» **WHAT IS REQUIRED**
Beneath this task are records; print exactly the stretch of them from the line with "written like (4,309)." through the line with "Target: wooden boardwalk", both ends included.

[Dataset excerpts]
^^^^^^^^

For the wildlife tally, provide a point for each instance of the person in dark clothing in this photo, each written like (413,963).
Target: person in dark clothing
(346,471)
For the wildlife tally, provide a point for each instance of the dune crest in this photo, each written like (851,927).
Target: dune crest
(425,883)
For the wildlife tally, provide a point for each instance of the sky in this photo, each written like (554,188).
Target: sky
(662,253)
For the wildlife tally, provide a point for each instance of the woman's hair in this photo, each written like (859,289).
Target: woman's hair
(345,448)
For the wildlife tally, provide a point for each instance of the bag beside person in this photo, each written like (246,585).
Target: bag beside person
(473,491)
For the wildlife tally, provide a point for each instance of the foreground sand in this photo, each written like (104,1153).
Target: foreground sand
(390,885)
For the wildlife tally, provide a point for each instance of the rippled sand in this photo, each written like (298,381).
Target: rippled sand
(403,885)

^^^^^^^^

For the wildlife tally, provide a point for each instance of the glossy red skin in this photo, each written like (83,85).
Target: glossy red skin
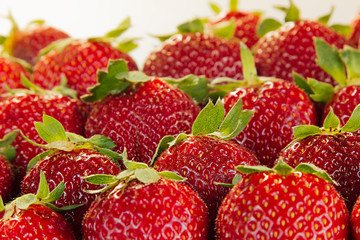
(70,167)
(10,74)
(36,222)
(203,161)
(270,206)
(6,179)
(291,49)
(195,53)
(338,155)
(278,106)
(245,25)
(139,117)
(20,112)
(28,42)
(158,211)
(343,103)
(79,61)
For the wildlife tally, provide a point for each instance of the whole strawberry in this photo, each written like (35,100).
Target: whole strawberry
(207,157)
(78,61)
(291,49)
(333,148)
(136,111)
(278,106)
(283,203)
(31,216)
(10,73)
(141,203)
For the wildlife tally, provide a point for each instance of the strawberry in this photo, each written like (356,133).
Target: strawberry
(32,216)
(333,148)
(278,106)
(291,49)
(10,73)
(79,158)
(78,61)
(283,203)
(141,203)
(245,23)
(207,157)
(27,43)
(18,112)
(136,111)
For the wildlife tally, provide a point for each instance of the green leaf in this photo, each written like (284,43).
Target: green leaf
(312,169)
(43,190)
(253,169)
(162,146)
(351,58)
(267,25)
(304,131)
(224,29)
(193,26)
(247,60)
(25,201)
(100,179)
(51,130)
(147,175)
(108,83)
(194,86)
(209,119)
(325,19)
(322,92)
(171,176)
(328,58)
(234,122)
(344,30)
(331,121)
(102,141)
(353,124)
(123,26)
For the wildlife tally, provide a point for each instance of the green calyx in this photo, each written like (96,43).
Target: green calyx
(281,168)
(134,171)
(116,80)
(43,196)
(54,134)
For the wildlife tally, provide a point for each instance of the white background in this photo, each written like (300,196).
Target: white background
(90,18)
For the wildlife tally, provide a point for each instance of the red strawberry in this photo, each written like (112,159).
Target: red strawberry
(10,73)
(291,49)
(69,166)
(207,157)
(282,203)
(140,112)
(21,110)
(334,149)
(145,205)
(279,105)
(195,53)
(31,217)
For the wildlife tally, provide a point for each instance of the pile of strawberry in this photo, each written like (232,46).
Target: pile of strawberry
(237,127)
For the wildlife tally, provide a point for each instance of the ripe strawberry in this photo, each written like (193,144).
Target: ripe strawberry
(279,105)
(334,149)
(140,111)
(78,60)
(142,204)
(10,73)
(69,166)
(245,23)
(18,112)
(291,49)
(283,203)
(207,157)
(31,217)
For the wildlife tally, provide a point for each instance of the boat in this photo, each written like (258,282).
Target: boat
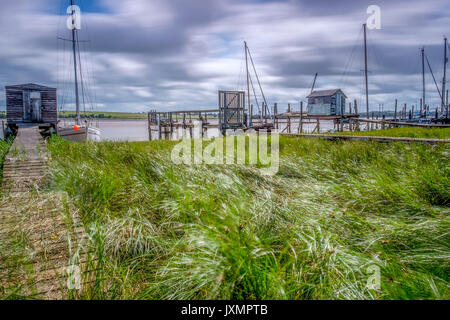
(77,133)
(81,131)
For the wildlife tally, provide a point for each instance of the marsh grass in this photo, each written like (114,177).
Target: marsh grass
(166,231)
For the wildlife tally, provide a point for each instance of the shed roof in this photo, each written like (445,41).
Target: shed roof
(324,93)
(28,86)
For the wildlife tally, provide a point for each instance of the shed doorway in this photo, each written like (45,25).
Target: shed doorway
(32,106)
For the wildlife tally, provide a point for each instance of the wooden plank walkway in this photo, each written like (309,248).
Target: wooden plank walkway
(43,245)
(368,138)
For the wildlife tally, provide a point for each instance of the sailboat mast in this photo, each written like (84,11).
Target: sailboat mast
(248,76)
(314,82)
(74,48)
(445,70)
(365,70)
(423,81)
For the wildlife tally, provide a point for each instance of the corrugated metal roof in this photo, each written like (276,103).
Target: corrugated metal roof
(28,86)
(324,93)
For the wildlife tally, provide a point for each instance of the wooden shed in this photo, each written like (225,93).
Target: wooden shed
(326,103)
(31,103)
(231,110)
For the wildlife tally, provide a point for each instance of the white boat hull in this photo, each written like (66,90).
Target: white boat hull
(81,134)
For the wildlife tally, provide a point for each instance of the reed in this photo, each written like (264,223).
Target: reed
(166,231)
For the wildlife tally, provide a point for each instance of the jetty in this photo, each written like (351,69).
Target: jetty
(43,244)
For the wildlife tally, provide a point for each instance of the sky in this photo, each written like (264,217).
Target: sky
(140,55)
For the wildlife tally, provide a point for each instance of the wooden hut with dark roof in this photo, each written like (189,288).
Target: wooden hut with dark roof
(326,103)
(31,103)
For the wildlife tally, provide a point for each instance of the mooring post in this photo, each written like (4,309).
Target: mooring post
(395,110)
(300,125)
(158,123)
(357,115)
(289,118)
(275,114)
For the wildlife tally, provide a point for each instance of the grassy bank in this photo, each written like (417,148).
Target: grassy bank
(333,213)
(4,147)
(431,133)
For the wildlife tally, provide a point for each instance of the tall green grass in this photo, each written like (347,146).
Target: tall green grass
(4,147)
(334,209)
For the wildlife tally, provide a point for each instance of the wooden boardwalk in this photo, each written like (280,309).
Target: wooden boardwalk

^^^^^^^^

» **REPLY**
For the wildlife tally, provide a point for each instance of the mooring post in this photo, each written like (4,309).
Target: mooring post
(395,110)
(300,125)
(158,123)
(357,115)
(289,118)
(275,114)
For the wildlife tally, provide a point for each instance of the grassy bank in this photo, each written like (417,148).
Target: grassy bank
(333,213)
(4,147)
(431,133)
For the wildlife tally, provide a point for each instance of the tall green grass in this photo, each written like (347,146).
Target: tall green grass
(4,147)
(334,209)
For the wildlife tally, provide a point for each instance of the wooden boardwalk in this photo, each written like (280,309).
Target: wooden boardwalk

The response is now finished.